### REQUIRED TASK 1
Gather every line of the listing that contains the word "post", and copy each line in full. Case counts.

### PAGE TEXT

This page documents some of the functionality of TER-Plus (TERp) and is very much a work in progress. If there are any errors of any information you need, you can contact the author at: Matthew Snover <snover@cs.umd.edu>.
This page was last updated: March 16th, 2009 at 5:00pm EDT.
These instructions are for use on a UNIX-like operating system.
Run the command:
bin/create_phrasedb <PHRASE_TABLE_TEXT> data/phrases.db
IMPORTANT
This step could take a while and will require several gigabytes of
diskspace, as the text version of the phrase table is converted to
a Berkley style database. The conversion tool also expects to have
1-3 GBs of memory available. This requirement can be reduced if
necessary in the bin/create_phrasedb script.
Running TER using the TERp Code
If you wish to run TER using the TERp codebase, you do not need to install WordNet or the phrase table. Results running TER using TERp may differ slightly from results using the TERcom java software due to changes in the search order of shifts.
Running:
bin/terp_ter -r <reference-file> -h <hypothesis-file-to-score>
will run TER against the reference file and hypothesis file
specified. The -a flag can be used if another file is to be used for
the reference length (as is done with scoring HTER). This will
generate lowercased TER scores after tokenizing the two files. The
reference-file and hypothesis-file should be in trans or sgml format
(both should be in the same format).

######

### REQUIRED TASK 2
Duplicate the stretch of the TERp page from "This page was" through "the bin/create_phrasedb script.".

### MATERIALS PROVIDED

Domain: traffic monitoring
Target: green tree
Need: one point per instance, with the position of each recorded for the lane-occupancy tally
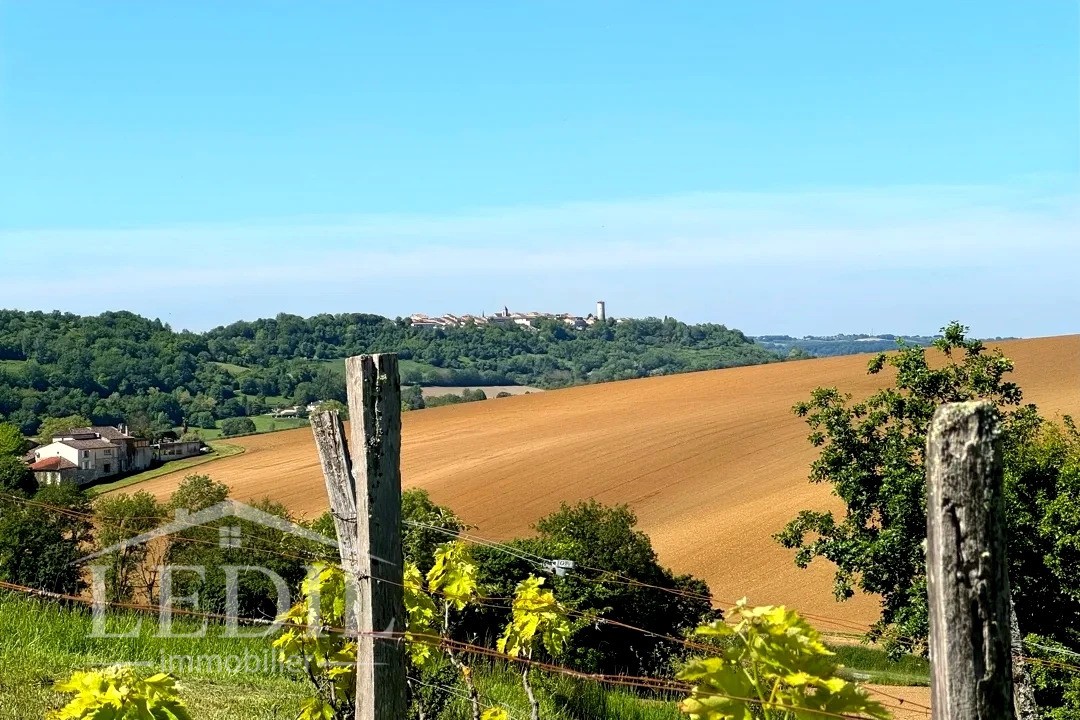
(14, 475)
(197, 492)
(775, 667)
(232, 426)
(412, 397)
(12, 442)
(52, 426)
(872, 454)
(132, 569)
(424, 527)
(204, 420)
(618, 578)
(40, 544)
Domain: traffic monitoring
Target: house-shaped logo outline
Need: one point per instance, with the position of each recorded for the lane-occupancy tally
(219, 511)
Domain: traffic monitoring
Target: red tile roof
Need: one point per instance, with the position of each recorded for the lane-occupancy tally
(52, 464)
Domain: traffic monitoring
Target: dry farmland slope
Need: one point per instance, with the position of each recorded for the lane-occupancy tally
(713, 462)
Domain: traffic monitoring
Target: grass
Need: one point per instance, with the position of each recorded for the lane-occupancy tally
(867, 664)
(13, 366)
(231, 368)
(219, 450)
(44, 642)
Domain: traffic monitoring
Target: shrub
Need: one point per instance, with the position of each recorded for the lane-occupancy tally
(232, 426)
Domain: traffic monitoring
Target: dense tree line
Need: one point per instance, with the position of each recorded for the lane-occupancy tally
(872, 452)
(120, 367)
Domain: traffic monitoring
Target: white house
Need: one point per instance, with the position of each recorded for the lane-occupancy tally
(96, 452)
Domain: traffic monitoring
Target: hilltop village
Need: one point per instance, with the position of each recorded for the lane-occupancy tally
(507, 317)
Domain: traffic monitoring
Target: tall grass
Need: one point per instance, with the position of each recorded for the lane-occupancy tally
(221, 677)
(865, 664)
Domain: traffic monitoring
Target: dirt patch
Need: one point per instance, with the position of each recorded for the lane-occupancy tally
(490, 391)
(713, 463)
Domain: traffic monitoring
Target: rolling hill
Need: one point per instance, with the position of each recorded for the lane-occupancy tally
(713, 463)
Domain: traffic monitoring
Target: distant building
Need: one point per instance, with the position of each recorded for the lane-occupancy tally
(525, 320)
(85, 454)
(176, 450)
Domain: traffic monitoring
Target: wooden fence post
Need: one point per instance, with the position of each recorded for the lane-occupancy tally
(365, 496)
(967, 572)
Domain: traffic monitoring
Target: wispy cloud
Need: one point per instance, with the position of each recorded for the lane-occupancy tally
(661, 239)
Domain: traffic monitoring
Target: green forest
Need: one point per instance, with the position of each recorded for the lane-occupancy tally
(121, 367)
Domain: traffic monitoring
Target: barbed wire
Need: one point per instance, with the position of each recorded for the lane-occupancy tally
(612, 578)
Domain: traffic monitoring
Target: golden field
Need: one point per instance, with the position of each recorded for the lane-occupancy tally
(713, 463)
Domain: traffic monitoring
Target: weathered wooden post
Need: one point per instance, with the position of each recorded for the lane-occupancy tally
(967, 572)
(365, 500)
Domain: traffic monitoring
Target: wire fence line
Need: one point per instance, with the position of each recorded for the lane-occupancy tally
(439, 640)
(607, 576)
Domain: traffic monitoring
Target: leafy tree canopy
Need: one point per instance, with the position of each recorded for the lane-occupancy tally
(872, 454)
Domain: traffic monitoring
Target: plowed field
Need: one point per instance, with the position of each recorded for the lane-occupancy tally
(713, 463)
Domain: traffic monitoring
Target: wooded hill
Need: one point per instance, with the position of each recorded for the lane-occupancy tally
(121, 367)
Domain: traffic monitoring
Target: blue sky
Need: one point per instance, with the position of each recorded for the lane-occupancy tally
(778, 166)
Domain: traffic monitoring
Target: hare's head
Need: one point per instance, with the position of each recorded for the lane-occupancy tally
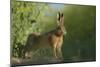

######

### CORRECT OUTPUT 1
Target: wooden fence post
Target: weathered wooden post

### CORRECT OUTPUT 2
This page was last updated: March 16th, 2009 at 5:00pm EDT.
These instructions are for use on a UNIX-like operating system.
Run the command:
bin/create_phrasedb <PHRASE_TABLE_TEXT> data/phrases.db
IMPORTANT
This step could take a while and will require several gigabytes of
diskspace, as the text version of the phrase table is converted to
a Berkley style database. The conversion tool also expects to have
1-3 GBs of memory available. This requirement can be reduced if
necessary in the bin/create_phrasedb script.